▶ [WHAT THIS TASK INVOLVES] Reproduce everything in the material below from the line containing "In the photo above, where can the blue" down to the end of the material, substituting "Mark" for every occurrence of "Indicate" and leaving all other text unchanged.

━━━ STORED ROWS

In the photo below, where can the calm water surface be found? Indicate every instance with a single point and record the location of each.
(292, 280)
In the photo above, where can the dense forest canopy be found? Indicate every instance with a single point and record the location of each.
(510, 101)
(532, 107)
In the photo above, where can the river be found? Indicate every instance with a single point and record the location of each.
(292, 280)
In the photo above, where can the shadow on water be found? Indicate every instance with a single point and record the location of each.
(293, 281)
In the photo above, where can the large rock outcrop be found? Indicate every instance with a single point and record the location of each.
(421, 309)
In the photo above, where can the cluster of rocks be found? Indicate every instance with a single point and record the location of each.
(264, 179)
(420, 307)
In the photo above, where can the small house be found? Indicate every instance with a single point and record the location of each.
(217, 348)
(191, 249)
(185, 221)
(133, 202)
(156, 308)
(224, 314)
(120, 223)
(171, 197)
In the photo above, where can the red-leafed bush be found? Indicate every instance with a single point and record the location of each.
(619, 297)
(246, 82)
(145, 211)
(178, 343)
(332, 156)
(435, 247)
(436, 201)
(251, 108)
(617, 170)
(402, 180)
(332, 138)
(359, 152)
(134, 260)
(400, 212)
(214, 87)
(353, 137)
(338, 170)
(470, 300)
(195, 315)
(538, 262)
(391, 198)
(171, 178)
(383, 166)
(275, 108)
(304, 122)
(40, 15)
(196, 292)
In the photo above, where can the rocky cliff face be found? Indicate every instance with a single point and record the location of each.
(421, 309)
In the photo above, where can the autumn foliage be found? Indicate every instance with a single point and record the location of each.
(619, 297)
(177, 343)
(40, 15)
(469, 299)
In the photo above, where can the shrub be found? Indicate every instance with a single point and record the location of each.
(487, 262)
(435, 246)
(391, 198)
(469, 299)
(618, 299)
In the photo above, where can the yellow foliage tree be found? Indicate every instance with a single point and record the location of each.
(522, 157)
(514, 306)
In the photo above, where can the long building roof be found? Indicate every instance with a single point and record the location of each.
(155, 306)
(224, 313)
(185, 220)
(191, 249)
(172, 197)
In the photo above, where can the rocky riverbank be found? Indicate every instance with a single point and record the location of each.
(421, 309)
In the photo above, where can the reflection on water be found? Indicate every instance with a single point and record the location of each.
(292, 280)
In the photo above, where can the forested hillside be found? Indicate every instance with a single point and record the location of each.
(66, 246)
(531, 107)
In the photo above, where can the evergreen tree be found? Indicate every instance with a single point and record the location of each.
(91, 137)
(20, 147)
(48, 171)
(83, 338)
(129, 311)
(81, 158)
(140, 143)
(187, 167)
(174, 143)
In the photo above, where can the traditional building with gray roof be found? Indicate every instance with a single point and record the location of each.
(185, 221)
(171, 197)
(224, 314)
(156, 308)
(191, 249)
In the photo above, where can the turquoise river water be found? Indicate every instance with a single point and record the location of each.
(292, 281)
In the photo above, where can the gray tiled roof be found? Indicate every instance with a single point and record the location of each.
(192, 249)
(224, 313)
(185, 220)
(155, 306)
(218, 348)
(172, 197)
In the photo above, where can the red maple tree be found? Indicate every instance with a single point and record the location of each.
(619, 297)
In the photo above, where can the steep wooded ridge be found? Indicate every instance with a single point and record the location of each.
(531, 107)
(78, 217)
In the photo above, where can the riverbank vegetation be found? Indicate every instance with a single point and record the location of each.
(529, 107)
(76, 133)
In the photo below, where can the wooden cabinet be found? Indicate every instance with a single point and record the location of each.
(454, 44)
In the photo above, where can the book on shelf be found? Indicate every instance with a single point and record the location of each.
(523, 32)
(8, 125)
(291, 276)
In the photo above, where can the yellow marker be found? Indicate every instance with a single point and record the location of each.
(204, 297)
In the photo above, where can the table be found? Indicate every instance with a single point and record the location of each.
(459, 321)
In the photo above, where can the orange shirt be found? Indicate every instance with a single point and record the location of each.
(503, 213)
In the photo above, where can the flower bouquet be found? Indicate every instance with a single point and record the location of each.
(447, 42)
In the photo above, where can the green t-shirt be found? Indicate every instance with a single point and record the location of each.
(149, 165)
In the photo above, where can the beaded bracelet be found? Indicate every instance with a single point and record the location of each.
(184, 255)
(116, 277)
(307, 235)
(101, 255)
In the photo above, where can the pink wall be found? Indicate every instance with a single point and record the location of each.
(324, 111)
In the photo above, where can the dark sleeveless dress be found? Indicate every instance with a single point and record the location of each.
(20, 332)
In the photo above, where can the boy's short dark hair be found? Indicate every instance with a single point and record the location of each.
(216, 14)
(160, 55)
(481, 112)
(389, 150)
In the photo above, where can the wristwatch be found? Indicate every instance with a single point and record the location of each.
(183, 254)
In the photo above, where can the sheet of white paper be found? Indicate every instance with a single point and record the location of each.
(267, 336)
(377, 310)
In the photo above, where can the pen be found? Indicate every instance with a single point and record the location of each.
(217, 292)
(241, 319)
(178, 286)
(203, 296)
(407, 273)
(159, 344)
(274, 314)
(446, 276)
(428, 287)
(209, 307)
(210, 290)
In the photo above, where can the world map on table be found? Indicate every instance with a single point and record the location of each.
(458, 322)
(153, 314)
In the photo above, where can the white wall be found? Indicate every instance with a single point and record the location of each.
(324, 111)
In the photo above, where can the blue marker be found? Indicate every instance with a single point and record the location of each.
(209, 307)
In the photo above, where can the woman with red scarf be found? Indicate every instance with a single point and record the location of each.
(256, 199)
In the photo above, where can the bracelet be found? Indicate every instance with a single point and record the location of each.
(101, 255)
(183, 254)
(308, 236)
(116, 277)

━━━━━━

▶ [TASK RESPONSE]
In the photo above, where can the blue marker be found? Mark every instance with a single point and record the location of each.
(209, 307)
In the photo above, where can the woman with red scarf be found? Mark every instance with a single point and record the location of each.
(256, 199)
In the photo above, where can the bracelet be found? Mark every instance with a single point and record the location of each.
(101, 255)
(183, 254)
(308, 236)
(116, 277)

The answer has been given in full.